Selected text>

++++++++

We attempted to answer 3 primary questions: (1) What informal and formal processes socialize ATCs into their professional roles at the NCAA DI level? (2) How do ATCs perceive their experiences during their first several years of practice? (3) Do these experiences change over time in a detectable pattern? The conclusions from this study suggest that the professional socialization process of ATCs into their professional roles at the NCAA DI level appears to be primarily informal or unstructured in nature, as indicated by statements such as “learning on the run” and “learning by doing.” Moreover, this informal socialization process often involved participants' contacting previous mentors for guidance and advice. The socialization experiences during the first several years of practice appeared to create a great deal of uncertainty and adjustment among the ATCs, but they soon learned the multifaceted nature of their responsibilities as their roles evolved.
Our findings give insight into a discernible pattern of not only socialization experiences and perceptions among the participants' organizational socialization but also their anticipatory socialization. As such, the professional socialization processes of DI collegiate ATCs is explained as a 5-phase developmental sequence: (1) envisioning the role, (2) formal preparation, (3) organizational entry, (4) role evolution, and (5) gaining stability.
The professional development process model presented herein explicates the socialization process of NCAA DI collegiate ATCs. Further examination of individuals who have gained role stability may uncover vital and critical events that allowed them to succeed within their organization.
The profession of athletic training has devoted significant effort to reforming undergraduate athletic training education, but the professional socialization process in athletic training education programs has been a neglected research area. Therefore, it is advisable for future researchers to investigate the development of a professional orientation among student athletic trainers to understand the specific professional values and attitudes to which students are socialized.
We give special thanks to Dr Gene Roth for his insightful comments during this study.

++++++++

Recorded data>
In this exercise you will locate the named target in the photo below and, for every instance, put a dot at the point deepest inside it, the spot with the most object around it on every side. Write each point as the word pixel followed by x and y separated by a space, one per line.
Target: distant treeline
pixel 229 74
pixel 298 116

++++++++

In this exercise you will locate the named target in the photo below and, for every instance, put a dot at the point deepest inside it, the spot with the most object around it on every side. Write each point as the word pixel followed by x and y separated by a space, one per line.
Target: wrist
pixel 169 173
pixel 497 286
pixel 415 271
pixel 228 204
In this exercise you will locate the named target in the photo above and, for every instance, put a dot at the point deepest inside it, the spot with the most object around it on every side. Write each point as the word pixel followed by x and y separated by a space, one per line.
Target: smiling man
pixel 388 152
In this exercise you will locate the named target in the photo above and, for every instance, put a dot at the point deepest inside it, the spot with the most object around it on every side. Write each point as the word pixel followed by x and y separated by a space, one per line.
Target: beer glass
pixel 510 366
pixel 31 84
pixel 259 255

++++++++

Exercise aim>
Copy the entire passage on athletic trainer socialization word for word. The listing has nothing to do with the passage on athletic trainer socialization.

Final answer>
We attempted to answer 3 primary questions: (1) What informal and formal processes socialize ATCs into their professional roles at the NCAA DI level? (2) How do ATCs perceive their experiences during their first several years of practice? (3) Do these experiences change over time in a detectable pattern? The conclusions from this study suggest that the professional socialization process of ATCs into their professional roles at the NCAA DI level appears to be primarily informal or unstructured in nature, as indicated by statements such as “learning on the run” and “learning by doing.” Moreover, this informal socialization process often involved participants' contacting previous mentors for guidance and advice. The socialization experiences during the first several years of practice appeared to create a great deal of uncertainty and adjustment among the ATCs, but they soon learned the multifaceted nature of their responsibilities as their roles evolved.
Our findings give insight into a discernible pattern of not only socialization experiences and perceptions among the participants' organizational socialization but also their anticipatory socialization. As such, the professional socialization processes of DI collegiate ATCs is explained as a 5-phase developmental sequence: (1) envisioning the role, (2) formal preparation, (3) organizational entry, (4) role evolution, and (5) gaining stability.
The professional development process model presented herein explicates the socialization process of NCAA DI collegiate ATCs. Further examination of individuals who have gained role stability may uncover vital and critical events that allowed them to succeed within their organization.
The profession of athletic training has devoted significant effort to reforming undergraduate athletic training education, but the professional socialization process in athletic training education programs has been a neglected research area. Therefore, it is advisable for future researchers to investigate the development of a professional orientation among student athletic trainers to understand the specific professional values and attitudes to which students are socialized.
We give special thanks to Dr Gene Roth for his insightful comments during this study.